Categories: Children

Advertising and Children

A bubbly young researcher armed with a video camera sits on the bedroom floor with a 5-year-old girl.  She is watching her play and asking her questions. The mother is off in the kitchen. The researcher follows the little girl into the bathroom, where an row of empty shampoo and bubble bath bottles is lined up beside the tub. The researcher has an “aha” moment. The little girl has turned the containers into toys.  The researcher is working for a health and beauty company.  She submits her report and the company re-designs the packaging to make the bottles look more like toys.

All around the country, scenes like this are being repeated daily. Advertisers and the companies they represent are doing record levels of research to help market their products to children. They are relying on brain science and extensive footage of children in stores, at playgrounds and in their homes.

Researchers that I interviewed recounted filming sessions of children playing with toys or grooming.  A ritual as private as bath time has become familiar territory.  Marketers observe children taking baths and showers to come up with new strategies on how to market their products.  They investigate children’s closets and even go to sleepovers to gain valuable information on how to get into the mind of your child. All of this is for their financial gain.
==================================================
SET TASKS:
**1.** In the piece on advertising and children, what did the company do after the researcher turned in her report?
**2.** Decide whether each statement agrees with the piece on advertising and children. Answer yes or no for each, and quote the words from the piece that settle it.
(a) The girl's mother stayed in the bedroom during the session.
(b) Marketers attend children's sleepovers to gather information.
(c) The girl being filmed was seven years old.
**3.** Write the next part of the piece on advertising and children, picking up right after its final sentence.

ENTRIES SUPPLIED:
==================================================
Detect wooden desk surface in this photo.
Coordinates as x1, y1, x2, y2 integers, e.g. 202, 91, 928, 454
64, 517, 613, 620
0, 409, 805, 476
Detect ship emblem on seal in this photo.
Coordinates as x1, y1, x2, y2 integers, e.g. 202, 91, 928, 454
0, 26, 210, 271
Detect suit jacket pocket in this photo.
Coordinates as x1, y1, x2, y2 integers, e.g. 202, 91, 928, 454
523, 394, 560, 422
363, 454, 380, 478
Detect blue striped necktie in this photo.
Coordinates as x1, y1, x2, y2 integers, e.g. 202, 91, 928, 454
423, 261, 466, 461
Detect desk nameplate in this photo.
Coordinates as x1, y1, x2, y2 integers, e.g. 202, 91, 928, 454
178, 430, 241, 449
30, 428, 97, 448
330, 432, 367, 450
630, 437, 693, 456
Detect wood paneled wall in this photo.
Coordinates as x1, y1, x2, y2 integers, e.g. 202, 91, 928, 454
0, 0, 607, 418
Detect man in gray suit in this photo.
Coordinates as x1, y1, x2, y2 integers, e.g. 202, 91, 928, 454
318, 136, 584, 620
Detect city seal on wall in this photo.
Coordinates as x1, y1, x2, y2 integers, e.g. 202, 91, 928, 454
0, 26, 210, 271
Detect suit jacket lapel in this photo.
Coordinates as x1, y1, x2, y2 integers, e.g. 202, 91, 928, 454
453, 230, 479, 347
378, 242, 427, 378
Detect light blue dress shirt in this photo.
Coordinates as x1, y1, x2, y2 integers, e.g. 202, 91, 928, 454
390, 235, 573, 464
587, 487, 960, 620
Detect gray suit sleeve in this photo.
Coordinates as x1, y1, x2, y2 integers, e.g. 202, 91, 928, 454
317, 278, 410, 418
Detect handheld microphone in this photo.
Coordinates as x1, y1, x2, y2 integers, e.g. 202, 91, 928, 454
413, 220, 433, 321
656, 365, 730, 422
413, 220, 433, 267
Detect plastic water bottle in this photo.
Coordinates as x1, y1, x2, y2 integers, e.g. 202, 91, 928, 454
==================================================
ANSWERS FOR THE EXERCISE:
**1.** It redesigned the packaging to make the bottles look more like toys.

**2.**
(a) No: "The mother is off in the kitchen."
(b) Yes: "even go to sleepovers to gain valuable information"
(c) No: "a 5-year-old girl"

**3.**
American parents have not been well warned about junk food.  It dominates advertising aimed towards children.  Poor eating habits have led to a staggering 15% of the nation’s children into obesity.  Health risks include an entire third of a children today will eventually develop diabetes.  Its not just the junk food that endangers their health, its the “junk culture” that surrounds them.

That junk culture is not only making children materialistic, it is making them sick.  They are depressed, have anxiety and suffer from headaches and digestive issues too.

Children are living in an environment where they are bombarded with advertising aimed just at them.  Devious advertising is influencing children (and parents) in more ways than their parents might imagine.

The average American child is exposed to 40,000 advertising messages each year, according to recent estimates.  Corporations are currently spending $15 billion annually on advertising and marketing to kids up to age 12. With all this money at hand, companies are ratcheting up their kid-oriented ads.  Huge budgets promote entertainment, fashion and apparel, electronics and furniture, and health and beauty aids. After more than a decade of relentless advertising and marketing to children, the results are striking.

By the time many children reach early elementary school, they have already been incorporated into the universe of junk entertainment.  They are listening to music and watching movies and television that offer unprecedented levels of violence along with the presentation of young people as sexual objects.  MTV isn’t just for teenagers, its a kid phenomenon too. By the time these kids enter the 8 to 12 “tween” stage, they’ve adopted the junk values of materialism and the desire to be rich.

When I interviewed a branding expert named Martin Lindstrom, he cited a recent survey by the Millward Brown Global Market Research Agency.  He reveals that nowhere else in the world are 8-12 year-olds more materialistic than North America.  They are more likely to believe that their clothes and brands describe and define who they are and their social status.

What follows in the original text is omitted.